MATERIAL FOR THE TASK –
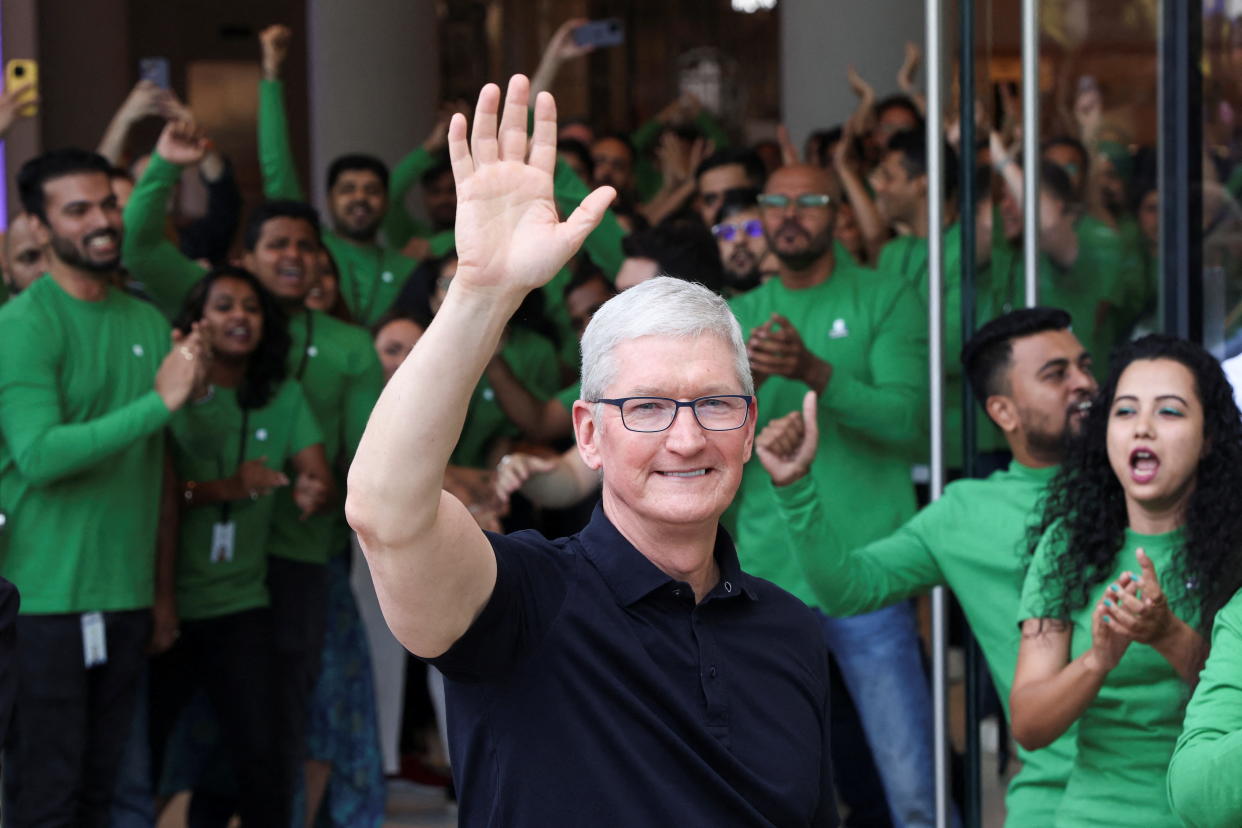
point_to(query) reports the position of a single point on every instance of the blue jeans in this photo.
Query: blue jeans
(133, 805)
(881, 662)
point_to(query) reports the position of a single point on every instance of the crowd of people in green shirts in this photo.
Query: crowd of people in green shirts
(175, 423)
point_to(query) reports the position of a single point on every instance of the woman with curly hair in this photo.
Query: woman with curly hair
(245, 435)
(1135, 553)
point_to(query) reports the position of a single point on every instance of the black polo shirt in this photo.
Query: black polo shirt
(594, 692)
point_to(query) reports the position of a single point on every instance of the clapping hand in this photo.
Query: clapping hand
(775, 348)
(786, 446)
(509, 238)
(1137, 606)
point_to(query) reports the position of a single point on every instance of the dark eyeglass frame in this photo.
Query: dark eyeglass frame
(805, 201)
(620, 404)
(728, 232)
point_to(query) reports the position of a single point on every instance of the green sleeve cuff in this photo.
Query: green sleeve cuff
(163, 170)
(797, 495)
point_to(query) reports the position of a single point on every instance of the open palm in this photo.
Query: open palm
(509, 237)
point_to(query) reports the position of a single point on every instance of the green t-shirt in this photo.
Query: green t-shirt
(1092, 288)
(342, 379)
(533, 361)
(1127, 735)
(399, 226)
(370, 276)
(338, 369)
(206, 442)
(971, 540)
(602, 245)
(1205, 775)
(81, 448)
(908, 256)
(872, 415)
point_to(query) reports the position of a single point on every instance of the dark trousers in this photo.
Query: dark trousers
(299, 613)
(71, 723)
(9, 605)
(230, 657)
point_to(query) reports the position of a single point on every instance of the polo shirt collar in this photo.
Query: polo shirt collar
(632, 577)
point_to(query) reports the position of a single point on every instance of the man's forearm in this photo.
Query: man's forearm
(398, 471)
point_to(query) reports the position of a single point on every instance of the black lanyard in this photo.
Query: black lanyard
(309, 344)
(226, 507)
(355, 289)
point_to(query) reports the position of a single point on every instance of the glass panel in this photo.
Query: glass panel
(1098, 128)
(1222, 176)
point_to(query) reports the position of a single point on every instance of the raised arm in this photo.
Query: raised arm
(434, 567)
(275, 154)
(1205, 775)
(560, 50)
(399, 226)
(148, 255)
(143, 101)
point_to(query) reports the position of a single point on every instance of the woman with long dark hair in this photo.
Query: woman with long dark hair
(245, 435)
(1137, 550)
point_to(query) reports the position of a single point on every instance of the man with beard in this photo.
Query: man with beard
(370, 274)
(720, 171)
(856, 337)
(335, 364)
(739, 234)
(87, 385)
(1033, 379)
(22, 258)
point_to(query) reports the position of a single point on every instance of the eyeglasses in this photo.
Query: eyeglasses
(752, 227)
(722, 412)
(805, 201)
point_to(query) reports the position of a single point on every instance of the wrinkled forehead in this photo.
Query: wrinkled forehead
(76, 186)
(797, 180)
(668, 365)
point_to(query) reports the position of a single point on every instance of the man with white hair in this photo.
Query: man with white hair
(631, 674)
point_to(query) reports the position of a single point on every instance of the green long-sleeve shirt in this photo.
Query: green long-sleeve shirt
(908, 256)
(81, 448)
(335, 361)
(1205, 775)
(370, 274)
(646, 174)
(971, 540)
(872, 414)
(399, 226)
(205, 440)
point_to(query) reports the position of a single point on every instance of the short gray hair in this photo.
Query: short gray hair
(658, 307)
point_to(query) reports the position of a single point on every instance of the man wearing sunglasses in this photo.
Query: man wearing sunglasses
(739, 234)
(720, 171)
(857, 338)
(632, 674)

STATED PROBLEM –
Quote every one of the records above word for word, leaving out the pictures.

FINISHED ANSWER –
point_to(query) reports the position of a single point on every instance of the blue jeans in this photo.
Query: blue jeans
(133, 805)
(881, 662)
point_to(query) reports the position of a single point on every instance of the crowd of people in green shirts in this photo.
Query: crowd of people in green shirts
(175, 423)
point_to(query) reports the position of a single point on every instance of the woman with curly hair in this photo.
Query: woman with curly hair
(245, 435)
(1135, 553)
point_to(query) reports the position of a single point on every instance of the black polo shirt in this photo.
Query: black polo shirt
(594, 692)
point_to(query) reports the position of a single point on every instance of the clapping hand in this photo.
Query: clapping hand
(775, 348)
(786, 446)
(509, 238)
(1137, 606)
point_to(query) reports the position of a single point on every instance of the dark eyeglass frame in this photo.
Query: dark eyeglass frame
(805, 201)
(620, 404)
(728, 232)
point_to(query) reports the position of a single point on every instance of the green sleeve cuff in this photo.
Query: green sleeve cuff
(163, 170)
(797, 495)
point_to(query) reports the position of a single point on every instance of the open palm in this photo.
Query: open palm
(509, 237)
point_to(query) reports the position of a single point on every instance of the green t-shirt in this photo.
Query: green t-shirt
(1092, 288)
(342, 379)
(533, 361)
(1127, 735)
(399, 226)
(370, 276)
(338, 369)
(206, 442)
(971, 540)
(602, 245)
(1205, 775)
(81, 448)
(908, 256)
(872, 415)
point_to(query) reports the position of a single point on every instance of the dark trousers in this photo.
Query: dark trousers
(299, 613)
(71, 723)
(9, 605)
(230, 657)
point_to(query) reports the position of a single point on every instance of the polo shirt collar in this photo.
Query: polo shirt collar
(632, 577)
point_to(query) reports the position of a single point on every instance of the man's forearm in this photo.
Query: man's forearm
(398, 471)
point_to(query) reports the position of a single point on every instance of the black lanyard in this photo.
Query: black lanyard
(309, 344)
(226, 507)
(355, 289)
point_to(query) reports the position of a single point on every instance of the glass panel in this photo.
Query: glass panel
(1098, 128)
(1222, 176)
point_to(query) reports the position of a single point on every instance of the raised arm in this photo.
Query: raised arm
(434, 567)
(275, 154)
(1205, 775)
(560, 50)
(399, 226)
(148, 255)
(143, 101)
point_to(query) reports the position of a single point on every instance of the woman with long dark hair in this photo.
Query: woman with long dark hair
(245, 435)
(1137, 550)
point_to(query) reports the position of a single point on every instance of the man with beard in this photo.
Query: man with beard
(370, 274)
(720, 171)
(856, 337)
(335, 364)
(739, 234)
(87, 385)
(1033, 379)
(22, 258)
point_to(query) reports the position of a single point on every instance of the eyeglasses in this photo.
Query: eyeglasses
(752, 227)
(722, 412)
(805, 201)
point_to(query) reports the position of a single point on every instance of the wrinkled forehead in this photo.
Query: wrinkled forehead
(76, 186)
(797, 180)
(668, 365)
point_to(query) reports the position of a single point on every instance of the man with white hair in this photo.
Query: man with white hair
(631, 674)
point_to(query) reports the position of a single point on every instance of the green long-sleeve shirt in this photo.
Query: green long-sleeve shirt
(908, 256)
(81, 448)
(335, 361)
(1205, 775)
(370, 274)
(646, 174)
(971, 540)
(872, 414)
(399, 226)
(205, 440)
point_to(query) reports the position of a single point on every instance of the short gray hair in this photo.
Query: short gray hair
(658, 307)
point_to(query) reports the position of a single point on every instance of the man wearing sunglasses in this photo.
Query: man wearing sunglasses
(739, 234)
(720, 171)
(857, 338)
(632, 674)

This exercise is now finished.